• **SELECTED EXCERPT**
──────────

Separately, Biogen has also cut a deal with RegenXBio to use two types of AAV viruses—AAV8 and AAV9—for some of these programs.
The deal has both near-term and long-term implications for Biogen. According to Olivier Danos, who leads Biogen’s two-year-old gene therapy division, the programs for which Biogen will use AAV8 and AAV9 could be ready for clinical testing within two years. These programs will be gene therapies for rare forms of inherited blindness, achromatopsia and choroideremia. Danos says Biogen will also fund UPenn’s work on a gene therapy for spinal muscular atrophy. He didn’t provide details about the other four programs in the collaboration.
Biogen is already working on two gene therapies for two other rare forms of inherited blindness with Gainesville, FL-based AGTC (NASDAQ: AGTC). The company also formed a collaboration last year with two Italian entities on a gene therapy for hemophilia, but announced plans earlier this month to funnel that work into a new hemophilia spin-out.

──────────

• **ENTRIES PROVIDED**
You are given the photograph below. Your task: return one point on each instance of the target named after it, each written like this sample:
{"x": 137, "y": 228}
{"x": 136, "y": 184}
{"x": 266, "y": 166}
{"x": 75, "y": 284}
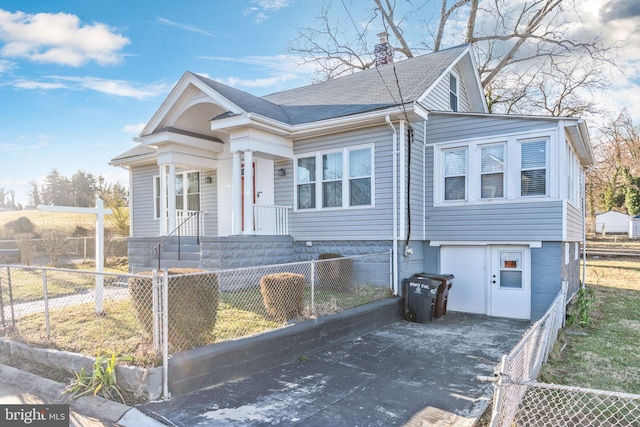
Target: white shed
{"x": 634, "y": 227}
{"x": 612, "y": 222}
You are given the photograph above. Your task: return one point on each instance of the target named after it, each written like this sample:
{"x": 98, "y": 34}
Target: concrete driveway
{"x": 405, "y": 374}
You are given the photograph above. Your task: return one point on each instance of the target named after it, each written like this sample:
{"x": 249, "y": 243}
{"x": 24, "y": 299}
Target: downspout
{"x": 424, "y": 180}
{"x": 403, "y": 180}
{"x": 584, "y": 228}
{"x": 394, "y": 233}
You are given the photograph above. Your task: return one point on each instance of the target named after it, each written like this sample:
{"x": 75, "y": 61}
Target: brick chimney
{"x": 383, "y": 50}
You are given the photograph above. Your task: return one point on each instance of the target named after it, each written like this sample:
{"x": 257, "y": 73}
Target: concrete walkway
{"x": 406, "y": 374}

──────────

• **QUESTIONS**
1. Summarize the passage on Biogen's gene therapy deals in two sentences.
2. Pick up the passage on Biogen's gene therapy deals where it stops, and carry it forward.
The records have no connection to the text.

• **RESPONSES BY ITEM NUMBER**
1. Biogen has a deal with RegenXBio to use AAV8 and AAV9 viruses for gene therapy programs aimed at achromatopsia and choroideremia, which Olivier Danos says could be ready for clinical testing within two years. Biogen will also fund UPenn's work on a gene therapy for spinal muscular atrophy, already works with AGTC on therapies for two other rare forms of inherited blindness, and plans to move its hemophilia gene therapy work into a new spin-out.

2.
In the UPenn deal, meanwhile, Biogen will also lean on Wilson and Bennett for what it calls in its announcement “next-generation gene transfer technology.” The two researchers are developing newer types of AAV viruses meant to be more efficient at delivering genes into patients’ cells than the AAV versions currently available. Biogen isn’t funding this work, and won’t get exclusive licenses to these AAVs—which, it should be noted, are not owned by RegenXBio either—just an option to use them in programs Biogen takes forward. Wilson, Danos says, is also collaborating with other Penn researchers on other delivery tools that aren’t viruses—things like phospholipids, which are molecules consisting of two fatty acids. Biogen is keeping an eye on the work. “This is how we get access,” Danos says.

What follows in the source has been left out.